_Data to examine_
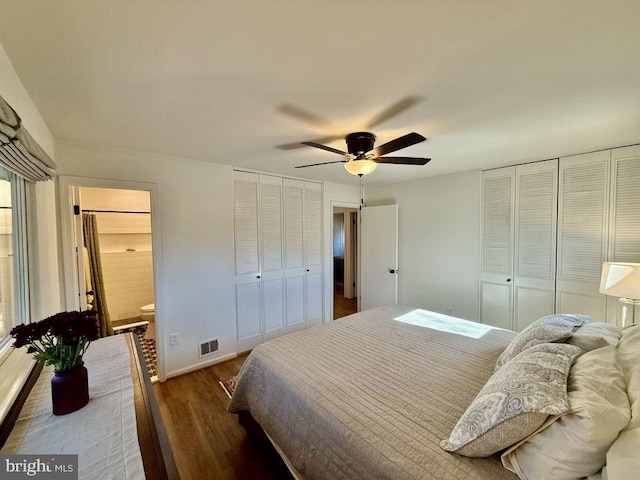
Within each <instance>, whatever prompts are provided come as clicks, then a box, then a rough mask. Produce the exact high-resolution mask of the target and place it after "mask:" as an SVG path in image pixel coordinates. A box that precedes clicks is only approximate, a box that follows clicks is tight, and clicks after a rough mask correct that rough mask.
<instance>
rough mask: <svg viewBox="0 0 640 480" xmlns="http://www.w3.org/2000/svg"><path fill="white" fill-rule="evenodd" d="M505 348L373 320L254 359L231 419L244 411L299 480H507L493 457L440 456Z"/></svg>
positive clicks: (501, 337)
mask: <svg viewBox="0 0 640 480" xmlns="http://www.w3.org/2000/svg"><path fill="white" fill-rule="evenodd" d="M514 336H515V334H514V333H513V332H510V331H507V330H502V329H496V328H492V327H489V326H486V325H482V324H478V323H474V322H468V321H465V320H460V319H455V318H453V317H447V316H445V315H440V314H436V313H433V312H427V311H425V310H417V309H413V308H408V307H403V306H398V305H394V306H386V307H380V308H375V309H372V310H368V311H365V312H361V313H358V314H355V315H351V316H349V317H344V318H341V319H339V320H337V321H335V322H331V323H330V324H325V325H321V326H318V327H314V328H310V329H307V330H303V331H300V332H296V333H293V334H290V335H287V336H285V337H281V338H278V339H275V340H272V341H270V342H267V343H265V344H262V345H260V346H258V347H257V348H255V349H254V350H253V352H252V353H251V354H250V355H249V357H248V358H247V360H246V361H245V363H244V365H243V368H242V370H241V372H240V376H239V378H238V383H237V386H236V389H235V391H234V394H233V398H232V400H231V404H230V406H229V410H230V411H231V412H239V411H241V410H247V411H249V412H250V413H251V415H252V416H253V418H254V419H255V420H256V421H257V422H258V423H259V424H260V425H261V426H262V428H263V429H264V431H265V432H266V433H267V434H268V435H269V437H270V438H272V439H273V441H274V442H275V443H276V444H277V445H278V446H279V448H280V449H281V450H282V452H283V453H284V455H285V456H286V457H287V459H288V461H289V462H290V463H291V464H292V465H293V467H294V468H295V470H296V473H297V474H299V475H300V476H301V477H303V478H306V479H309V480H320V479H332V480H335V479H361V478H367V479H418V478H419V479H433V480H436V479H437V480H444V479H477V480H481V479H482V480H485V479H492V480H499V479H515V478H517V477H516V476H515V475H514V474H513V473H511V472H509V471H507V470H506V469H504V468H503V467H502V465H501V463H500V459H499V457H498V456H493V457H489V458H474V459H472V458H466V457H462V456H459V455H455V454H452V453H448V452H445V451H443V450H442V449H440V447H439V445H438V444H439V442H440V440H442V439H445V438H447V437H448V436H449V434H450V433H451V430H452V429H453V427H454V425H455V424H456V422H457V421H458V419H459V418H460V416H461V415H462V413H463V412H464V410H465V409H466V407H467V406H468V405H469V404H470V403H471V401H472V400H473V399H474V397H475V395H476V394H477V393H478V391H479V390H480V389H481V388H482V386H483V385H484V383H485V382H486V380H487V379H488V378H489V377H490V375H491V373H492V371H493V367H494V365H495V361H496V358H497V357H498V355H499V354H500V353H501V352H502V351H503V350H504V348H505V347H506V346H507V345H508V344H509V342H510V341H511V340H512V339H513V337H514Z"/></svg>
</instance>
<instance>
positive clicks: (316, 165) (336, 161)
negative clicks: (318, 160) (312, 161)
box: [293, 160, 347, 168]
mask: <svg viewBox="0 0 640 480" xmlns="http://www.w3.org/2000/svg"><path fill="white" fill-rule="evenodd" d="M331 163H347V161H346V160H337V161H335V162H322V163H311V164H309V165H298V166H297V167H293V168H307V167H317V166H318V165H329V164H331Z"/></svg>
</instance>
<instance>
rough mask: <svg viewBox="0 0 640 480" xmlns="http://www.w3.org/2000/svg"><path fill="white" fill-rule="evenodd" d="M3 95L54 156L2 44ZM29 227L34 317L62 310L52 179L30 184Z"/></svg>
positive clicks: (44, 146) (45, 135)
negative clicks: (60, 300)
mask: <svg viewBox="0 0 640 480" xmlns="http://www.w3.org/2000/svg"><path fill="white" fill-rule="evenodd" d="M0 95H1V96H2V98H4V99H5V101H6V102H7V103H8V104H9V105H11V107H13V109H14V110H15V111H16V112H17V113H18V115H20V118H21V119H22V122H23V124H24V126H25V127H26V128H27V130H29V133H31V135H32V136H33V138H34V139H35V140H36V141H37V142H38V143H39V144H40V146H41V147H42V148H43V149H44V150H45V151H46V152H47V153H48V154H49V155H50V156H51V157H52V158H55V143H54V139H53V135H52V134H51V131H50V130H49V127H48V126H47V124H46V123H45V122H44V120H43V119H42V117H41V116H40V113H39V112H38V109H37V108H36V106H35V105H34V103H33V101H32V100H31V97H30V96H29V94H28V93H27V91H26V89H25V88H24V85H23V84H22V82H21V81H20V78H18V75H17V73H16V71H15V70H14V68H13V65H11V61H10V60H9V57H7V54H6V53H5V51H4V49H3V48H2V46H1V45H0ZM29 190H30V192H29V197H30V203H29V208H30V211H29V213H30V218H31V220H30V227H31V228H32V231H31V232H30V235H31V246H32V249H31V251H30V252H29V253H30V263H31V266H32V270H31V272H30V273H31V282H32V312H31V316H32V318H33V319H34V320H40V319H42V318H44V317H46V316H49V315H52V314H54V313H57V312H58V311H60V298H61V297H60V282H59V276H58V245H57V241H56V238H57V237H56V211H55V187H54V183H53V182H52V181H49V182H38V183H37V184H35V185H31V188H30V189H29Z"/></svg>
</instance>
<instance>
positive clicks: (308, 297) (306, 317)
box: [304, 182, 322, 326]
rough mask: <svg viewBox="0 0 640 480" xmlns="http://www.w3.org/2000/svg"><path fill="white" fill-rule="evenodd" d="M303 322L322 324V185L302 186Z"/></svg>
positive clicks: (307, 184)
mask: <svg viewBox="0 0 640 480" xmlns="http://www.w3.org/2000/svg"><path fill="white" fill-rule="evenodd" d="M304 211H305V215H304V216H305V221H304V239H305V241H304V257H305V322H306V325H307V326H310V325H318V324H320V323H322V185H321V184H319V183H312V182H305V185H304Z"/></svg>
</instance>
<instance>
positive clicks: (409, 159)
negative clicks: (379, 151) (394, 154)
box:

_Assignment_
Switch "rough mask" to "coarse mask" in the rows from the start through the line holding "348L373 320L254 359L231", inclusive, and give back only those lines with nothing else changed. Leave the pictures out of your answer.

_Reply to the task_
Within each <instance>, whatever prompts are provided come as clicks, then a box, then a coarse mask. Produce the exact high-resolution mask of the target and place it after "mask:" as an SVG path in image pixel coordinates. A box that precedes clicks is only approximate, a box that follows clicks is tight, and clicks after a coarse mask correct that coarse mask.
<instance>
coarse mask: <svg viewBox="0 0 640 480" xmlns="http://www.w3.org/2000/svg"><path fill="white" fill-rule="evenodd" d="M505 348L373 320L254 359L231 419L244 411L299 480H507L493 457L440 456Z"/></svg>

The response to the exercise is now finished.